----- Source extract -----

Share your dilemmas and get honest opinions from other Mumsnetters.

to think that Easyjet's boarding system is crap?

30 replies

YourCallIsImportant · 07/04/2010 11:59

Easyjet board passengers in this order:

  1. Passengers requiring assistance
  2. Speedy Boarding
  3. Online check in passengers
  4. Airport check in passengers

Once on the plane, you can sit wherever you like.

So the other night, in the dark, cold, wind and pissing rain, me and about a hundred other weary travellers are standing on the tarmac and all the way up the stairs of the plane waiting to board our flight, while those who were on first settle themselves in.

AIBU to want people who board first to PICK A FUCKING WINDOW SEAT so the rest of us can just get on and sit down?

AI also BU to expect the Speedy Boarder in the aisle seat to let me into the empty seat next to them without tutting?

Also, if someone chooses an aisle seat, and there's 2 empty seats (window and middle) next to them, why do they always fasten their lap belts when there's a hundred people boarding after them?

Now, I don't want to board first, I just want to make the system work better, so finally AIBU to want Easyjet to change their boarding system so that it goes in this order?

1} Passengers requiring assistance
2) Anyone who wants a window seat
3) Anyone who wants a middle seat
4) Aisle seats.

OP posts:
Pollyanna · 07/04/2010 12:01

oh we are flying with Easyjet on Monday - do people with pushchairs count as people needing assistance?

agree it sounds chaotic.

Eve · 07/04/2010 12:05

I've given up on them.. flew BA recently as it was actually cheaper than easyjet and the boarding was so civilisied...they used a novel system of allocating seats!

(food was pants though)

emsyj · 07/04/2010 12:31

Have never understood the concept of non-allocated seats. It's bloody awful, and cannot possibly save time. Of course, it's just a ruse to get more £££ out of customers. FFS I would rather just pay more for the ticket and have an allocated seat. YANBU.

sparechange · 07/04/2010 12:37

Yourcall, you are seriously overestimating the organisational ability of the average traveller if you think they can sort themselves into a nice neat line depending on where they want to sit

What about families who want all 3 seats on the aisle?

----- Records -----

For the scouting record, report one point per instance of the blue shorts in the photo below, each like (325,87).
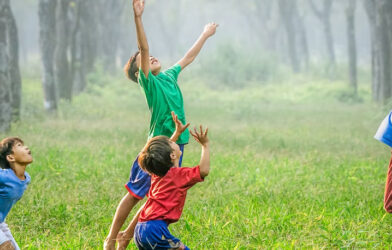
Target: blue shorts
(155,234)
(139,181)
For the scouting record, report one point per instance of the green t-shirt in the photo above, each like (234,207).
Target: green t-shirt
(163,96)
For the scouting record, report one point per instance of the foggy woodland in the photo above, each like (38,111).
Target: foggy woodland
(65,40)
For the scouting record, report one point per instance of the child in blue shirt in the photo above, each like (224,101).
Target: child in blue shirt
(14,158)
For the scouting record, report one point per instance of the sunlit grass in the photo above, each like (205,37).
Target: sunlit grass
(292,166)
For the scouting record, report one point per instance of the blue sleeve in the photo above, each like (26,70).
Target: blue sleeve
(3,176)
(173,72)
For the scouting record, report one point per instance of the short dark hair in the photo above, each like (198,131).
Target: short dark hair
(131,67)
(155,157)
(6,146)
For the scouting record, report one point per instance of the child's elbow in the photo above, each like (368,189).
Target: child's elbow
(204,173)
(388,207)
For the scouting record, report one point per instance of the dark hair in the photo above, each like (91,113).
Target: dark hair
(155,157)
(131,67)
(6,146)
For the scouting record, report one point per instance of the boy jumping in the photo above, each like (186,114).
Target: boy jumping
(163,96)
(14,158)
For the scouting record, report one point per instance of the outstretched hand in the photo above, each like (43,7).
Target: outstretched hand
(200,136)
(179,126)
(210,29)
(138,7)
(123,240)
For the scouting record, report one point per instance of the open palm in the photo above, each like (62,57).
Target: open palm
(138,7)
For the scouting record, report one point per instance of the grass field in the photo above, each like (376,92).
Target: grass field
(292,167)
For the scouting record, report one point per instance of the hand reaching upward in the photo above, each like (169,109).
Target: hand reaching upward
(138,7)
(210,29)
(201,136)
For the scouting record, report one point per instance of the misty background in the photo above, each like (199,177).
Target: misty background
(257,42)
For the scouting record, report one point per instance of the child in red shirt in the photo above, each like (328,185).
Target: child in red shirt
(169,184)
(384,134)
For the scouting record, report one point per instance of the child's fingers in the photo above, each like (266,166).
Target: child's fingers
(197,133)
(205,132)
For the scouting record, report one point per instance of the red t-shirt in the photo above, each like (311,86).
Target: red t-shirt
(167,194)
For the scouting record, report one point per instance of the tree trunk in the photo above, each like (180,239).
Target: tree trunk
(324,16)
(5,89)
(370,8)
(13,51)
(351,43)
(110,13)
(62,69)
(47,23)
(382,11)
(286,7)
(379,15)
(302,38)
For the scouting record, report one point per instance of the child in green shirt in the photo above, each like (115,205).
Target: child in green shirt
(163,96)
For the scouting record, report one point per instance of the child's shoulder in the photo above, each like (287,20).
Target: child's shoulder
(5,173)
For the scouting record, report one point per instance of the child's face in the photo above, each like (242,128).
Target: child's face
(21,154)
(176,154)
(155,65)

-----

- Short task:
Answer these questions using the forum thread on Easyjet boarding:
1. In the boarding order first listed in the thread, which group boards second?
2. Which airline did Eve fly recently, and what reason does she give for choosing it?
3. What does Pollyanna ask about people with pushchairs?

- Solution for this exercise:
1. Speedy Boarding passengers.
2. BA, because it was cheaper than Easyjet.
3. Whether they count as people needing assistance.